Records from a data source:
######

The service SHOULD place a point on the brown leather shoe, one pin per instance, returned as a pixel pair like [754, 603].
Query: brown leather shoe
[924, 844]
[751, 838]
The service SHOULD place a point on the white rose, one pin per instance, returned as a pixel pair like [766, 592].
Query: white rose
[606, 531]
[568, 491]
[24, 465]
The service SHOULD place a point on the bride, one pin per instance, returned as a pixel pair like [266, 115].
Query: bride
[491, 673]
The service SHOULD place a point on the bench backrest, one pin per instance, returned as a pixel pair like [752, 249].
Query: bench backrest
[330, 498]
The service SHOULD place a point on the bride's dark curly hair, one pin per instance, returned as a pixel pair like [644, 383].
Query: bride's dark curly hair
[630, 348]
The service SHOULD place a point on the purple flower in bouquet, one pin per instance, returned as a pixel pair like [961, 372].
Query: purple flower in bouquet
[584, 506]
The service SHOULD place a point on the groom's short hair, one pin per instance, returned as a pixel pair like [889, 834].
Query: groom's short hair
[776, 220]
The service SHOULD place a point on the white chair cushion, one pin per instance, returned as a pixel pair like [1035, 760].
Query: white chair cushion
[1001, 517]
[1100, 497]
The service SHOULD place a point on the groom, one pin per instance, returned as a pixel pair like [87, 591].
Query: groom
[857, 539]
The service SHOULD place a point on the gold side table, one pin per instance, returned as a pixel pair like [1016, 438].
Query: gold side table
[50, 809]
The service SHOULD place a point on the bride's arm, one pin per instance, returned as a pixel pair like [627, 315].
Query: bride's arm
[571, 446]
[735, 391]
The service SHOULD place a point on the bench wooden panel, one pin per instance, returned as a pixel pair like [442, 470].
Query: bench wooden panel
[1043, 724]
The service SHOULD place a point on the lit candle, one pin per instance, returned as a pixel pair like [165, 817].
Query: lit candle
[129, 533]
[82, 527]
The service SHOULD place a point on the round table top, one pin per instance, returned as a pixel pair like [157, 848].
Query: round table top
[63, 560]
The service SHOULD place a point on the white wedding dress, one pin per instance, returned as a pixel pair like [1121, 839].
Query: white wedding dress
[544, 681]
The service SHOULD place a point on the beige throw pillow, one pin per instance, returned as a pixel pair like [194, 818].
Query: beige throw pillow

######

● **EXERCISE DIRECTIONS**
Repeat the records above exactly, leaving none out.

● **EXERCISE OUTPUT**
The service SHOULD place a point on the brown leather shoe, one pin per instance, returned as a pixel pair like [754, 603].
Query: brown leather shoe
[924, 844]
[751, 838]
The service SHOULD place a point on the white rose, one pin per instance, returned as a pixel pair like [766, 592].
Query: white rose
[606, 531]
[568, 491]
[24, 465]
The service SHOULD place a point on the bride, one pin per instance, returned as a pixel pair like [266, 115].
Query: bride
[491, 673]
The service SHOULD place a point on the bench backrest, one pin per instance, returned as a pixel pair like [752, 249].
Query: bench backrest
[330, 498]
The service SHOULD place a point on the bride's dark curly hair, one pin per instance, returned as a pixel pair like [644, 383].
Query: bride's dark curly hair
[630, 348]
The service SHOULD place a point on the purple flower in bouquet, one pin per instance, returned as a pixel pair like [961, 372].
Query: purple flower in bouquet
[584, 506]
The service SHOULD place a point on the groom's short hair, one pin per instance, returned as a pixel pair like [889, 834].
Query: groom's short hair
[776, 220]
The service SHOULD place a point on the white chair cushion, one pin per instance, returned as a pixel pair like [1035, 760].
Query: white chair cushion
[1001, 517]
[1100, 497]
The service SHOULD place a point on the groom, one pin per instance, returned as a pixel pair like [87, 591].
Query: groom
[857, 539]
The service SHOULD place a point on the gold side table, one pin per instance, returned as a pixel pair like [1016, 438].
Query: gold side table
[50, 809]
The service SHOULD place a point on the bride's arm, one pin per instance, returned as a pixel pair like [627, 315].
Query: bride's arm
[571, 446]
[735, 391]
The service SHOULD place a point on the bench wooden panel, one pin per instance, returned as a pixel pair like [442, 470].
Query: bench wooden panel
[1043, 724]
The service SHOULD place a point on the lit candle, one pin per instance, returned as a pixel pair like [165, 817].
Query: lit candle
[129, 533]
[82, 527]
The service SHOULD place a point on the round table top, one pin per instance, returned as a pixel pair like [157, 848].
Query: round table top
[63, 560]
The service SHOULD place a point on the white wedding dress, one pin per instance, returned as a pixel pair like [1121, 839].
Query: white wedding dress
[544, 681]
The service SHOULD place a point on the beige throw pillow, one pin per instance, returned as a pixel pair like [194, 818].
Query: beige throw pillow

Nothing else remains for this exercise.